**Source passage**
◆ ◆ ◆
From birth until 4 years of age, the uterus decreases in size. At approximately 8 years of age the uterus starts to grow preferentially in the fundus. The uterus continues to grow for several years after menarche until it reaches the mean dimensions of a reproductive age uterus, which are approximately 7 cm long and 4 cm wide.
The postmenopausal uterus is often small. The decrease in size is related to years passed after menopause,4 although the reduction in size is believed to be most rapid during the first decade after menopause. The range can be from 3.5 to 6.5 cm in length and 1.2 to 1.8 cm in anteroposterior dimensions.5
The normal myometrium is composed of three layers. The innermost layer is the thinnest, relatively hypovascular and hypoechoic when compared with the adjacent echogenic endometrium. This appearance is often referred to as the subendometrial halo. The next layer is the intermediate layer, which is the thickest layer and demonstrates uniform echotexture in a normal uterus. The outer layer is thin again and slightly less echogenic. The arcuate vessels separate the outer layer from the intermediate layer. The arcuate arteries branch into radial arteries that penetrate the intermediate layer and reach the level of inner layer. The arcuate vessels (particularly the veins) can be prominent and mimic cystic changes. This potential misinterpretation can easily clarified by using color Doppler imaging (Fig. 27-10)
FIGURE 27-10 Sagittal (A) and transverse sonograms (B) of the uterus with prominent arcuate vessels (arrows) that can mimic cystic changes. C. These cystic appearing spaces are confirmed to be arcuate vessels by applying color Doppler.
The arcuate arteries can calcify in postmenopausal women; this process can be seen earlier in diabetic patients. This is considered part of normal aging process (Fig. 27-11). Sometimes, small hyperechogenic foci are seen in inner myometrium (usually a few millimeters and nonshadowng in appearance), which are thought to represent dystrophic calcifications due to previous intrauterine instrumentation and have no clinical significance.
The incidence of congenital müllerian duct anomalies is estimated to be approximately 0.5%. They are often diagnosed during workup for infertility, frequent miscarriages, or menstrual disorders. As one might remember from the embryology, the two paired müllerian ducts ultimately develop into fallopian tubes, uterus, cervix, and the upper two thirds of the vagina. The lower two thirds of the vagina and the ovaries have a separate origin. Uterine malformations arise from three different causes: arrested developement of müllerian ducts, failure of fusion of the müllerian ducts, or failure of resorption of the median septum.
◆ ◆ ◆
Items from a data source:
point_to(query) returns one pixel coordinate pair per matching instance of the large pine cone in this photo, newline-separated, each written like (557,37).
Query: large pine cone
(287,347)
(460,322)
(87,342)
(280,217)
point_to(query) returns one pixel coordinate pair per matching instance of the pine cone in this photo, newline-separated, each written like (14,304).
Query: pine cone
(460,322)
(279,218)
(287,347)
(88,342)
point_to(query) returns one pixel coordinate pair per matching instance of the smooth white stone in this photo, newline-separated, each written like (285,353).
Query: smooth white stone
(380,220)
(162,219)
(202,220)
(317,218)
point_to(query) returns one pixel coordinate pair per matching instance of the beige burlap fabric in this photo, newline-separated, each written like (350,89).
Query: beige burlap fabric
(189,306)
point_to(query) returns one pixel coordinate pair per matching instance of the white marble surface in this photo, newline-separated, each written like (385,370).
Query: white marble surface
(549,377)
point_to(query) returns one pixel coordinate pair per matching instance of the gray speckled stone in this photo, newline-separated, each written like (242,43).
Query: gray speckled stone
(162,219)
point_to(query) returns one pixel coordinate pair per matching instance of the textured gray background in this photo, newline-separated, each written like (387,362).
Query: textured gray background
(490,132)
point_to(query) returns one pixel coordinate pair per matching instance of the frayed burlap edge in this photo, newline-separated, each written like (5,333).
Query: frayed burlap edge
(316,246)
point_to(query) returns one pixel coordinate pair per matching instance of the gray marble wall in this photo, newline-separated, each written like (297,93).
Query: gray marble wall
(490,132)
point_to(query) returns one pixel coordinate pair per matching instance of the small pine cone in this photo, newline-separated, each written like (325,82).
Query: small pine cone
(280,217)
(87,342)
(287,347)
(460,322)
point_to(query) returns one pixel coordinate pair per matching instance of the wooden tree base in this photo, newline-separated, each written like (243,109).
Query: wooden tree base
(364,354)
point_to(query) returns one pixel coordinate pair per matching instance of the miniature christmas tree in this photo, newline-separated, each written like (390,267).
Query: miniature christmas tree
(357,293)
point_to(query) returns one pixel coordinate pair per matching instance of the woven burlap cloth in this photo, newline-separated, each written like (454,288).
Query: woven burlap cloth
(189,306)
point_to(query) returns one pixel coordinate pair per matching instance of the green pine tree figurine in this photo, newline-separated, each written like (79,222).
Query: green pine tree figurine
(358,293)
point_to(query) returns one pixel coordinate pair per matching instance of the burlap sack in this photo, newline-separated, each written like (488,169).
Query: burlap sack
◆ ◆ ◆
**Directions for this task**
Condense the paragraph of the uterine anatomy passage that begins "From birth until 4 years of age" into a bulleted list, keeping its main facts.

**Task solution**
- From birth to age 4, the uterus decreases in size.
- At about age 8, it begins to grow, preferentially in the fundus.
- Growth continues for several years after menarche, until the uterus reaches mean reproductive-age dimensions of about 7 cm long and 4 cm wide.